Questo ricordo così tenero e ridicolo mi fa capire ancora oggi quanto possa essere assurda, profonda, irrazionale e ancestrale la paura dell’altro. In quegli anni settanta ci facevano paura un gruppo di ragazzini meridionali provenienti da quartieri non belli e pettinati come il nostro. E noi, molto semplicemente, non volevamo condividere il “nostro” campetto con loro.

Oggi condivido una scuola e un quartiere intero con i “barbari invasori”, le mie figlie crescono con i loro e le mie vite si intrecciano quotidianamente con le loro. E non posso che sorridere sentendo i latrati di coloro che provano fastidio o diffidenza per questa gente così come sorrido della paura che mi facevano i famigerati “terroni” che assaltavano il nostro campetto, per giocare a pallone senza chiedere permesso. Perché funziona un po’ così, se ci fate caso: tutte le volte che le persone non si fanno la guerra (che è quella cosa per cui uno tenta di eliminarti fisicamente, cacciarti da dove ti trovi o ridurti in suo potere), si fanno la pace. Tertium non datur. Io e le persone di origine straniera con cui abito il mio quartiere ci stiamo facendo la pace da decenni ormai. Magari non abbiamo ancora imparato ad amarci ma di sicuro non abbiamo mai cominciato a odiarci, almeno finora.

————

COMPITI ASSEGNATI>
1. Indica se ciascuna delle affermazioni seguenti concorda con il testo estratto, rispondendo sì o no e citando esattamente le parole decisive. (a) Nel ricordo di chi scrive, i ragazzini che facevano paura erano meridionali. (b) Chi scrive afferma di aver ormai imparato ad amare le persone di origine straniera del quartiere. (c) Il ricordo del campetto risale agli anni ottanta.
2. Rispondi alle seguenti domande sul testo estratto.
(a) Che cosa non volevano condividere i ragazzini del quartiere di chi scrive?
(b) Con chi chi scrive condivide oggi una scuola e un quartiere intero?
(c) Quale espressione latina compare nel testo?
3. Trascrivi fedelmente il passo del testo estratto che comincia con le parole "Oggi condivido una" e si ferma dopo "odiarci, almeno finora.".

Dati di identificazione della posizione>
————

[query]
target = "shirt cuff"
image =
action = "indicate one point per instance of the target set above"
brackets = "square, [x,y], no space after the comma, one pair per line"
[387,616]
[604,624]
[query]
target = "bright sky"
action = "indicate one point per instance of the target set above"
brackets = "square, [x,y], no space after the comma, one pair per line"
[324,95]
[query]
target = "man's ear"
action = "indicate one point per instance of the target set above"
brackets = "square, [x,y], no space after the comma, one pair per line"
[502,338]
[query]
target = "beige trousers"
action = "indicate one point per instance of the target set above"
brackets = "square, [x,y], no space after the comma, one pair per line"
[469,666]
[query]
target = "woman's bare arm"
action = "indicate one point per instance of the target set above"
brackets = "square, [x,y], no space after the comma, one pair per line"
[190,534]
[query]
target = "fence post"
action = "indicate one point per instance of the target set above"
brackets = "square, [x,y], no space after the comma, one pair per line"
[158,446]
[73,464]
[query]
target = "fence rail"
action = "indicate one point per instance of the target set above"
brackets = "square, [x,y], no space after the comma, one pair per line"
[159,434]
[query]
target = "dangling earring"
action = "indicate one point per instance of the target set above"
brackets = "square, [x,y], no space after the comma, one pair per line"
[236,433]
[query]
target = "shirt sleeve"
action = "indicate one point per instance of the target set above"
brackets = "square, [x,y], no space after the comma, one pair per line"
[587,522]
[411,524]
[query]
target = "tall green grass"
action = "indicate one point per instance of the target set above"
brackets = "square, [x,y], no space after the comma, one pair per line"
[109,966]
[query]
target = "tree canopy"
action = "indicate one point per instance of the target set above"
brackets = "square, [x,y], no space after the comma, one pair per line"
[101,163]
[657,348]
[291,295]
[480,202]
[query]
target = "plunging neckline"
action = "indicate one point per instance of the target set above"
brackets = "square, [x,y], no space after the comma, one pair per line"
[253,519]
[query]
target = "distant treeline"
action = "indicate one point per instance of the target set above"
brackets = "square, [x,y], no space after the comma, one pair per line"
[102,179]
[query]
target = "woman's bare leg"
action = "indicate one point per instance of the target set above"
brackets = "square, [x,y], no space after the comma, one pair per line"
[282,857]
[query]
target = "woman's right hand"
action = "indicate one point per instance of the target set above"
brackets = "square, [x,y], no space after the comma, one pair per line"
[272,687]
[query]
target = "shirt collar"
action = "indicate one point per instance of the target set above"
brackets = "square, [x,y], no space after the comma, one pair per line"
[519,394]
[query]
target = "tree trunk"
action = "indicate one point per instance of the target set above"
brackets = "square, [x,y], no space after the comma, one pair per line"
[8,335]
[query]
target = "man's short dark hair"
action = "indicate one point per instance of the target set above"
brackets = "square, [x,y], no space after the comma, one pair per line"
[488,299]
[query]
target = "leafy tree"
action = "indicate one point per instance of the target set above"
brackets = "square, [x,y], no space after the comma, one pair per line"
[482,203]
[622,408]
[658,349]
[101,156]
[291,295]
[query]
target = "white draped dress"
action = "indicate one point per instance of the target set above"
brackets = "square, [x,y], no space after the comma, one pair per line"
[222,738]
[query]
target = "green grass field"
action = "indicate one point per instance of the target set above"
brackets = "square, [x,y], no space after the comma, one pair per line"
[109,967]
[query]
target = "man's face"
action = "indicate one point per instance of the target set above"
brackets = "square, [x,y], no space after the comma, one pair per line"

————

ELENCO RISPOSTE>
1.
(a) Sì: "un gruppo di ragazzini meridionali".
(b) No: "Magari non abbiamo ancora imparato ad amarci".
(c) No: "In quegli anni settanta".

2.
(a) Il "nostro" campetto.
(b) Con i "barbari invasori".
(c) Tertium non datur.

3.
Oggi condivido una scuola e un quartiere intero con i “barbari invasori”, le mie figlie crescono con i loro e le mie vite si intrecciano quotidianamente con le loro. E non posso che sorridere sentendo i latrati di coloro che provano fastidio o diffidenza per questa gente così come sorrido della paura che mi facevano i famigerati “terroni” che assaltavano il nostro campetto, per giocare a pallone senza chiedere permesso. Perché funziona un po’ così, se ci fate caso: tutte le volte che le persone non si fanno la guerra (che è quella cosa per cui uno tenta di eliminarti fisicamente, cacciarti da dove ti trovi o ridurti in suo potere), si fanno la pace. Tertium non datur. Io e le persone di origine straniera con cui abito il mio quartiere ci stiamo facendo la pace da decenni ormai. Magari non abbiamo ancora imparato ad amarci ma di sicuro non abbiamo mai cominciato a odiarci, almeno finora.